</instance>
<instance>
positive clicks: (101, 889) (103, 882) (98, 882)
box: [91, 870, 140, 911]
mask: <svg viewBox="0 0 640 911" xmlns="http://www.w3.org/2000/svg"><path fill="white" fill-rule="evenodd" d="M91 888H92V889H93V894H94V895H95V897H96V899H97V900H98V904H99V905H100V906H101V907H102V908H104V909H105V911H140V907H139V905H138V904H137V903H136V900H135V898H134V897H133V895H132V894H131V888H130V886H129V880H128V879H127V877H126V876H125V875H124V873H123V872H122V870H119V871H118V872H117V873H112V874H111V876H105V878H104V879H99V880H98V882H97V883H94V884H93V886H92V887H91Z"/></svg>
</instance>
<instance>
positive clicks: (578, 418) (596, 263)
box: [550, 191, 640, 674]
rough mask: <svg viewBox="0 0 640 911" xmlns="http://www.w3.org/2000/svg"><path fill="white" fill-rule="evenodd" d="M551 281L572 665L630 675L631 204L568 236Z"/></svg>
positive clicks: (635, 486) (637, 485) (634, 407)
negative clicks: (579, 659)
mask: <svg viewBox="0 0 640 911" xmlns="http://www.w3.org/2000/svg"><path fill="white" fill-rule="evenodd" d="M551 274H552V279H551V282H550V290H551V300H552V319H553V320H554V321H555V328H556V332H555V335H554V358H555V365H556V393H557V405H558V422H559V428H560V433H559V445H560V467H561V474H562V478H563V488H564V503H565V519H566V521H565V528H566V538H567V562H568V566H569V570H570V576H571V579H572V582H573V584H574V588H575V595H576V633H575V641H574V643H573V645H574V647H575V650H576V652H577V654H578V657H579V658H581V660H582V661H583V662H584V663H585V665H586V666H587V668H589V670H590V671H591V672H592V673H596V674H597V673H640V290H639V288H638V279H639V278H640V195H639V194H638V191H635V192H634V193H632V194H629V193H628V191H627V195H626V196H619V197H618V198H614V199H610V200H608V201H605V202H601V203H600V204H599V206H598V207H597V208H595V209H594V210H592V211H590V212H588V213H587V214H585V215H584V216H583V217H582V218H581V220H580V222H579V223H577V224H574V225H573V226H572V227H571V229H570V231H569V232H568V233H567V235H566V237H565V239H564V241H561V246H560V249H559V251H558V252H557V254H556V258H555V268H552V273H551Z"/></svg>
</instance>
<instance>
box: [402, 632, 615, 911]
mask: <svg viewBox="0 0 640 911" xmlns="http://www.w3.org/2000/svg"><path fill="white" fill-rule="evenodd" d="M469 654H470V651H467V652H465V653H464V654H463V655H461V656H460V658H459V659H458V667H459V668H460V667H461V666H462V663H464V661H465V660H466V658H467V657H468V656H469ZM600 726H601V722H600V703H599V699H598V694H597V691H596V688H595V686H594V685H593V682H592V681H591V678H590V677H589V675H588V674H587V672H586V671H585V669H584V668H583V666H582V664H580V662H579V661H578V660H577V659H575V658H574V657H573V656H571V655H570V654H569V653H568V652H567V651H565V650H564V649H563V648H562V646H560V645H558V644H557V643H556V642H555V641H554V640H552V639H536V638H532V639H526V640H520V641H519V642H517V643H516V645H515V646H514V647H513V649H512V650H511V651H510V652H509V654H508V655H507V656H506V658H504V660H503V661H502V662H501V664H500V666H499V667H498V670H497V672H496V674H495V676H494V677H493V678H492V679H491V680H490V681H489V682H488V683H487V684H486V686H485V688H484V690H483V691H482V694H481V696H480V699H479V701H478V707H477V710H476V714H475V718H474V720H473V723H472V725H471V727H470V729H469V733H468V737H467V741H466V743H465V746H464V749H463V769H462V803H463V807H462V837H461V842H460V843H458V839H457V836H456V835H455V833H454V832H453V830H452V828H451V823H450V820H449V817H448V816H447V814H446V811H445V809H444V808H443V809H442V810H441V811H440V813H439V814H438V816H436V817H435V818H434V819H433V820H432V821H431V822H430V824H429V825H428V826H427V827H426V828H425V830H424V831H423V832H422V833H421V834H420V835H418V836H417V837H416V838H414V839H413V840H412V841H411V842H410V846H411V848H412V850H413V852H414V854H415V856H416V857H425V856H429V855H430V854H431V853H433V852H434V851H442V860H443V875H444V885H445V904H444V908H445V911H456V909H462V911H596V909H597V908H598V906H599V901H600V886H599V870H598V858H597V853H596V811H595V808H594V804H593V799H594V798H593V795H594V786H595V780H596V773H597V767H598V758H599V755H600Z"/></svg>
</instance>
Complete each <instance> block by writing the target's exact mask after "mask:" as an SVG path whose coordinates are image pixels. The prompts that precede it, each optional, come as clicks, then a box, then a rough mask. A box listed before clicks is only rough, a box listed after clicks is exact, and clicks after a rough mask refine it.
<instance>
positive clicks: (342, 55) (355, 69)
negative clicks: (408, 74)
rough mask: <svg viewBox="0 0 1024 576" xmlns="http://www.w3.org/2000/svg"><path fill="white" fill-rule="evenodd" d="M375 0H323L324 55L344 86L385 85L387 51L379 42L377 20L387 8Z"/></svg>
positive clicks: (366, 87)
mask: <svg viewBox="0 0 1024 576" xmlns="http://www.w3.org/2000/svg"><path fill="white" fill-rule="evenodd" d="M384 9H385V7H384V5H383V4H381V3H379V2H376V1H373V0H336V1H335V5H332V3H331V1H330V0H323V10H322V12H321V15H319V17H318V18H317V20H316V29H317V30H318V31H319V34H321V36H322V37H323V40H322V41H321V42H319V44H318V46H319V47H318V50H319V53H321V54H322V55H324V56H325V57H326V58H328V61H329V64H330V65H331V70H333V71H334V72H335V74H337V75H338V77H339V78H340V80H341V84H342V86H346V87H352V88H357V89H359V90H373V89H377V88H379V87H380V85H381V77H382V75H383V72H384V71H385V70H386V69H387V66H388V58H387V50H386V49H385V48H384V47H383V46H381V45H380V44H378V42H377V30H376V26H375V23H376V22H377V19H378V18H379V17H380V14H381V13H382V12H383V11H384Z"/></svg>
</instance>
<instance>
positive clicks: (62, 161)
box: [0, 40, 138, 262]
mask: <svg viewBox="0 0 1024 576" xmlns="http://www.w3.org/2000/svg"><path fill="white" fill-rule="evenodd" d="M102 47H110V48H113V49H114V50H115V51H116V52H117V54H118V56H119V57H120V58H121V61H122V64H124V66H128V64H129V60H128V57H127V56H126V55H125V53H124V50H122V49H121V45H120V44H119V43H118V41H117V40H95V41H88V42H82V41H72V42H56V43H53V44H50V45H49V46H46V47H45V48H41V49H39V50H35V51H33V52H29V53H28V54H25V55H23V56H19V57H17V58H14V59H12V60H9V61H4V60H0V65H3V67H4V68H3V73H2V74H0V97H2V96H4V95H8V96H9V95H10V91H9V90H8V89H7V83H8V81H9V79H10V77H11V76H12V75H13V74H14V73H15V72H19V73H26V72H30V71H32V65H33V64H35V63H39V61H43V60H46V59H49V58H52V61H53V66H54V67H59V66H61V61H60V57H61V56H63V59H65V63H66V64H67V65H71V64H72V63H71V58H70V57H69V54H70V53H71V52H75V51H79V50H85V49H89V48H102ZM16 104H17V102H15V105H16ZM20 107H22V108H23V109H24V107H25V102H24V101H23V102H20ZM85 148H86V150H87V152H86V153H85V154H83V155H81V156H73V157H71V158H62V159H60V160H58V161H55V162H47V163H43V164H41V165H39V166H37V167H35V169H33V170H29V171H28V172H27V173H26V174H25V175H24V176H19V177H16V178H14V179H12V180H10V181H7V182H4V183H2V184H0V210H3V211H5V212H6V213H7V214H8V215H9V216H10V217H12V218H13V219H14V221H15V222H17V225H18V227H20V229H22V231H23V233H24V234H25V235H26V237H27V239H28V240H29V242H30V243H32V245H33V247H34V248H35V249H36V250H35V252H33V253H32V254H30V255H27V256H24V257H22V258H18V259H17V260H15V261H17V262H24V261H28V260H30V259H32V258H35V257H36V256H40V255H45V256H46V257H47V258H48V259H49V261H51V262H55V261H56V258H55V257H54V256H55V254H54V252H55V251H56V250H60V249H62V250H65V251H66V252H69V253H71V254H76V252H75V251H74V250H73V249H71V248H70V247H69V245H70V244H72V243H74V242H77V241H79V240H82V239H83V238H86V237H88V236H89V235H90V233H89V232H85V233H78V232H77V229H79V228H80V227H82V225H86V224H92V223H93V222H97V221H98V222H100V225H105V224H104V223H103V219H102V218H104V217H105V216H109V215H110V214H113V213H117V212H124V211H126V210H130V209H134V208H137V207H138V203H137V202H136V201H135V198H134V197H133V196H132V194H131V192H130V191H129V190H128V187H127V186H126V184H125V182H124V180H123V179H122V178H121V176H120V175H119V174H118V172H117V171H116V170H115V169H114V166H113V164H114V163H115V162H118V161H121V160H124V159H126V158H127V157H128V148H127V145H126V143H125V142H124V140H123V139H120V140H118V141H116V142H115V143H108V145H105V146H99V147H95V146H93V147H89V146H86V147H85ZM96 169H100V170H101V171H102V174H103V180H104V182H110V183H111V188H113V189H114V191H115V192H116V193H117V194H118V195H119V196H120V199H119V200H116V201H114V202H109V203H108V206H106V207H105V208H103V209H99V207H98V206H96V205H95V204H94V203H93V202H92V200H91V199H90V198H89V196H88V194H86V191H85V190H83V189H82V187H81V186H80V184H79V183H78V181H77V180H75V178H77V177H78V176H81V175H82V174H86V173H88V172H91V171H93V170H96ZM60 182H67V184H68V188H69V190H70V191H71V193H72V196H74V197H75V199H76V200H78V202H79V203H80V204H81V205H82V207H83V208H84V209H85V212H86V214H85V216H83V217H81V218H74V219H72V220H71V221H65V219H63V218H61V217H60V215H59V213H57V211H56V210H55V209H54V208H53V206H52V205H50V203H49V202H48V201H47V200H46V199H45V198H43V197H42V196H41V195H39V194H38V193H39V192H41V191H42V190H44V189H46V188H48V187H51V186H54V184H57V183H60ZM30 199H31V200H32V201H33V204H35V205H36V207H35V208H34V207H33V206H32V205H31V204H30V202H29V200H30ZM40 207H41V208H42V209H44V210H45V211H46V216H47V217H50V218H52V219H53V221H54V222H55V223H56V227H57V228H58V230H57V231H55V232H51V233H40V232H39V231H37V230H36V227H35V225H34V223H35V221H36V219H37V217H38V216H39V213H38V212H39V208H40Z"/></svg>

Exercise objective: The lines above, from the start of the records through the one containing "positive clicks: (101, 889)", are to be printed exactly, and nothing else is to be included.

Answer box:
</instance>
<instance>
positive clicks: (101, 889) (103, 882) (98, 882)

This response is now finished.